TEXTO DE ORIGEM.
- - - - -

>
Artigos

O poder em tempos de cólera

Escrevo no dia em que o meu país celebra a mais certa revolução de sempre: a revolução que nos devolveu a liberdade e que nos deu a democracia.

Escrevo no dia em que, justamente, se celebra a mais importante data da nossa história recente e comum. Escrevo no dia em que muitos defenderam, em alto e bom som, a suspensão das comemorações, e em que outros primaram pela ausência.

Sei que escrevo também num tempo diferente que tanto nos tem desafiado e vai continuar a desafiar. Mas escrevo com a certeza de que as conquistas de Abril devem continuar a ser respeitadas. Não só a liberdade como valor indiscutível e inegociável, mas a liberdade que traz a igualdade e a fraternidade, a justiça e a equidade, o bem comum e o respeito por um sistema que garanta todos os preceitos constitucionais do nosso país, que respeite os órgãos eleitos e que não transfira para grupos e corporações uma legitimidade democrática que não é deles por direito.

Queria acreditar que estes tempos difíceis que estamos a viver nos fizessem mais lúcidos, mais justos, mais certos. Mas conjugo este querer num pretérito imperfeito que, por sua vez, reflete o medo e a quase certeza de um futuro imperfeito no que deveria ser o tempo depois deste tempo estranho e trágico.

Escrevo num tempo em que todos nós sabemos já os desafios e as dificuldades que vêm aí. Desafios e dificuldades que vão atingir as famílias, a economia, a vida tal como a conhecemos.

Por saber isto, é que me inquietam os sinais que começam já a surgir. E estes sinais são claros: no meio da tempestade há gente que não se distrai, gente que continua a definir as suas ações pela agenda política e não pelo interesse comum. Gente que continua a ter como prioridade a manutenção dos privilégios da casta política a que pertence, disfarçando esse programa com uma aparência de defesa da coisa comum e da democracia enquanto serviço a todos.

- - - - -

DADOS BRUTOS.
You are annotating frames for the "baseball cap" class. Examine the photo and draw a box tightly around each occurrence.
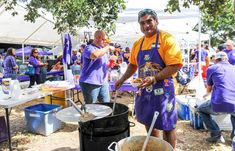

- - - - -

DESAFIOS.
A - No artigo «O poder em tempos de cólera», explique em uma a três frases por que razão quem escreve conjuga o verbo em «Queria acreditar» no pretérito imperfeito.
B - Retome o artigo «O poder em tempos de cólera» e continue-o a partir da última frase apresentada.

AS RESPOSTAS.
A - O pretérito imperfeito reflete o medo e a quase certeza de um futuro imperfeito no tempo que deveria vir depois deste tempo estranho e trágico. Assim, o desejo de que os tempos difíceis tornassem todos mais lúcidos, mais justos e mais certos fica marcado pela dúvida de que venha a concretizar-se.

B -
O vírus pode matar, mas parece que não matará o caciquismo que tem mantido o poder nas mãos dos mesmos, e, por essa via, os problemas por resolver e a inexistência de um rumo certo e capaz de ver além da agenda política do momento.

Como autarca, preocupa-me que num tempo que vai exigir de todos nós medidas concretas de apoio à população, persistam teimosias de não entregar aos municípios as verbas que são deles por direito, como é o caso do IRS, e que se prefira antes entregar verbas, sem garantias de transparência e eficácia, aos braços armados do Governo, como são as associações disto e daquilo e as ditas casas do povo.

Ou seja, alimenta-se a mão amiga que sustenta o poder e deixa-se de mãos caídas as instituições eleitas com o voto do povo. E, pelo meio, esquece-se que se gere o dinheiro alheio e que as dívidas às autarquias são realmente dívidas à população.

Faz-se papel de música das instituições democráticas, porque, no fundo, o que interessa é manter as aparências e as mordomias de uns tantos.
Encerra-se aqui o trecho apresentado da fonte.